Exercise: The answer must restate the records below word for word.

Records for processing:
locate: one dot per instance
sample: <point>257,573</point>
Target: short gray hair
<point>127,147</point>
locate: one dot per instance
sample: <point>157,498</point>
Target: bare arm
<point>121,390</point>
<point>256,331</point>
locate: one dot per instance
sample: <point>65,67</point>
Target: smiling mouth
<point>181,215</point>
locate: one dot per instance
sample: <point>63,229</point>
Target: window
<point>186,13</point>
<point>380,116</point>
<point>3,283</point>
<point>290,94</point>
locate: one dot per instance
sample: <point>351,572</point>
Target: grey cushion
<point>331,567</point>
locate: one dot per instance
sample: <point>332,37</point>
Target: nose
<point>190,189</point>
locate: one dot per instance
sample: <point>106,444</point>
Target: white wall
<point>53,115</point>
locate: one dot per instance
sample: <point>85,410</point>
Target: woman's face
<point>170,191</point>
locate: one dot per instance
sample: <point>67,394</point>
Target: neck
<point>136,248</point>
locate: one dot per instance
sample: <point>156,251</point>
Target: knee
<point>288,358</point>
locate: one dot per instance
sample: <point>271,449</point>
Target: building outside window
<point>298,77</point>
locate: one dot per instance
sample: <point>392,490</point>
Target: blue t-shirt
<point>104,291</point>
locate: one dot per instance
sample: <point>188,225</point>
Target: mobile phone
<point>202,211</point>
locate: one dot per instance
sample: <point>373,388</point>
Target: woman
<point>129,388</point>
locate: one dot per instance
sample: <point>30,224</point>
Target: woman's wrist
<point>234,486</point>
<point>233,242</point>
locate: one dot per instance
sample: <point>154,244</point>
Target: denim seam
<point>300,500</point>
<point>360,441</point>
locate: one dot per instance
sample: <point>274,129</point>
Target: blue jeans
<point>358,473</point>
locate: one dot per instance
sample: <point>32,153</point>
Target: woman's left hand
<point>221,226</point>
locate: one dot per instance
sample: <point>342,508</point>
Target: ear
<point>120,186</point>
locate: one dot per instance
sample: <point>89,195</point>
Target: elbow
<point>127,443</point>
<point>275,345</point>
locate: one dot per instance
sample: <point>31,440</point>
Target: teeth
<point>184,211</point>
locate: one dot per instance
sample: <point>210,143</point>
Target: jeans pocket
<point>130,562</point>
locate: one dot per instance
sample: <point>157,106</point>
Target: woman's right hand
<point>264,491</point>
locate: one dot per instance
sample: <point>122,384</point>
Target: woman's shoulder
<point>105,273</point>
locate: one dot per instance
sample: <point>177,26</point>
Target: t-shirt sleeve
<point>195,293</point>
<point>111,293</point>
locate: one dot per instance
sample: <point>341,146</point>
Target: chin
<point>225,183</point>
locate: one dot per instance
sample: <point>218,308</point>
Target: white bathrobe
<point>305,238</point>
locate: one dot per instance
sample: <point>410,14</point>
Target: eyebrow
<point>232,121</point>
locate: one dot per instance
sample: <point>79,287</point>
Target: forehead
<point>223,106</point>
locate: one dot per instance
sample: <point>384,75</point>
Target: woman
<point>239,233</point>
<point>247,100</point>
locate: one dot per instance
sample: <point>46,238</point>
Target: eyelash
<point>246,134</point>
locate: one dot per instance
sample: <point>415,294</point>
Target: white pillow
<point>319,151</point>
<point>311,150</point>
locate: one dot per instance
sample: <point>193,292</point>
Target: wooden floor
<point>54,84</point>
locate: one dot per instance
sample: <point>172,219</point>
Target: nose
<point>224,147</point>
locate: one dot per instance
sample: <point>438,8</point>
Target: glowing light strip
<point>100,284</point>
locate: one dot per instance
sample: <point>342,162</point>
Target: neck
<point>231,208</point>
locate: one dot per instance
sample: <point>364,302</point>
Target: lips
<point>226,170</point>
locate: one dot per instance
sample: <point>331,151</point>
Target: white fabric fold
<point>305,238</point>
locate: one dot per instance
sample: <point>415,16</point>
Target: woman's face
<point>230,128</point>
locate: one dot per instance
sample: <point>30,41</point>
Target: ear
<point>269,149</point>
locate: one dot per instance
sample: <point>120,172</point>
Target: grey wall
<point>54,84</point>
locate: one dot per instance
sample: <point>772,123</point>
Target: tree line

Response to the exercise:
locate: one dot per instance
sample: <point>257,573</point>
Target: short gray hair
<point>127,147</point>
locate: one dot per instance
sample: <point>157,498</point>
Target: bare arm
<point>121,390</point>
<point>256,331</point>
locate: one dot per instance
sample: <point>65,67</point>
Target: smiling mouth
<point>181,215</point>
locate: one dot per instance
sample: <point>63,229</point>
Target: window
<point>186,13</point>
<point>380,116</point>
<point>3,283</point>
<point>290,94</point>
locate: one dot per instance
sample: <point>351,572</point>
Target: grey cushion
<point>331,567</point>
locate: one dot per instance
sample: <point>332,37</point>
Target: nose
<point>190,189</point>
locate: one dot per instance
sample: <point>106,444</point>
Target: white wall
<point>53,115</point>
locate: one dot per instance
sample: <point>85,410</point>
Target: woman's face
<point>170,191</point>
locate: one dot per instance
sample: <point>67,394</point>
Target: neck
<point>136,248</point>
locate: one dot per instance
sample: <point>156,251</point>
Target: knee
<point>288,358</point>
locate: one dot per instance
sample: <point>271,449</point>
Target: building outside window
<point>298,77</point>
locate: one dot per instance
sample: <point>392,490</point>
Target: blue t-shirt
<point>104,291</point>
locate: one dot per instance
sample: <point>188,225</point>
Target: mobile phone
<point>202,211</point>
locate: one dot per instance
sample: <point>373,388</point>
Target: woman
<point>129,388</point>
locate: one dot per instance
sample: <point>30,224</point>
Target: woman's wrist
<point>234,486</point>
<point>233,242</point>
locate: one dot per instance
sample: <point>154,244</point>
Target: denim seam
<point>300,500</point>
<point>360,441</point>
locate: one dot per instance
sample: <point>274,129</point>
Target: blue jeans
<point>358,473</point>
locate: one dot per instance
sample: <point>32,153</point>
Target: woman's left hand
<point>221,226</point>
locate: one dot per instance
sample: <point>342,508</point>
Target: ear
<point>120,186</point>
locate: one dot per instance
sample: <point>89,195</point>
Target: elbow
<point>127,443</point>
<point>275,345</point>
locate: one dot per instance
sample: <point>31,440</point>
Target: teeth
<point>184,211</point>
locate: one dot per instance
sample: <point>210,143</point>
Target: jeans pocket
<point>130,562</point>
locate: one dot per instance
sample: <point>157,106</point>
Target: woman's right hand
<point>264,491</point>
locate: one dot per instance
sample: <point>122,384</point>
Target: woman's shoulder
<point>105,273</point>
locate: one dot per instance
sample: <point>177,26</point>
Target: t-shirt sleeve
<point>195,293</point>
<point>111,293</point>
locate: one dot per instance
sample: <point>341,146</point>
Target: chin
<point>225,183</point>
locate: one dot per instance
sample: <point>218,308</point>
Target: white bathrobe
<point>305,238</point>
locate: one dot per instance
sample: <point>410,14</point>
Target: eyebrow
<point>232,121</point>
locate: one dot per instance
sample: <point>79,287</point>
Target: forehead
<point>223,106</point>
locate: one dot per instance
sample: <point>384,75</point>
Target: woman
<point>239,233</point>
<point>247,100</point>
locate: one dot per instance
sample: <point>46,238</point>
Target: eyelash
<point>246,134</point>
locate: one dot per instance
sample: <point>415,294</point>
Target: white pillow
<point>319,151</point>
<point>311,150</point>
locate: one dot per instance
sample: <point>193,292</point>
Target: wooden floor
<point>54,84</point>
locate: one dot per instance
sample: <point>172,219</point>
Target: nose
<point>224,147</point>
locate: one dot per instance
sample: <point>438,8</point>
Target: glowing light strip
<point>100,284</point>
locate: one dot per instance
sample: <point>342,162</point>
Target: neck
<point>231,208</point>
locate: one dot per instance
sample: <point>364,302</point>
Target: lips
<point>226,170</point>
locate: one dot per instance
sample: <point>331,151</point>
Target: white fabric fold
<point>305,238</point>
locate: one dot per instance
sample: <point>415,16</point>
Target: woman's face
<point>230,128</point>
locate: one dot per instance
sample: <point>30,41</point>
Target: ear
<point>269,149</point>
locate: one dot per instance
sample: <point>120,172</point>
Target: grey wall
<point>54,84</point>
locate: one dot per instance
sample: <point>772,123</point>
Target: tree line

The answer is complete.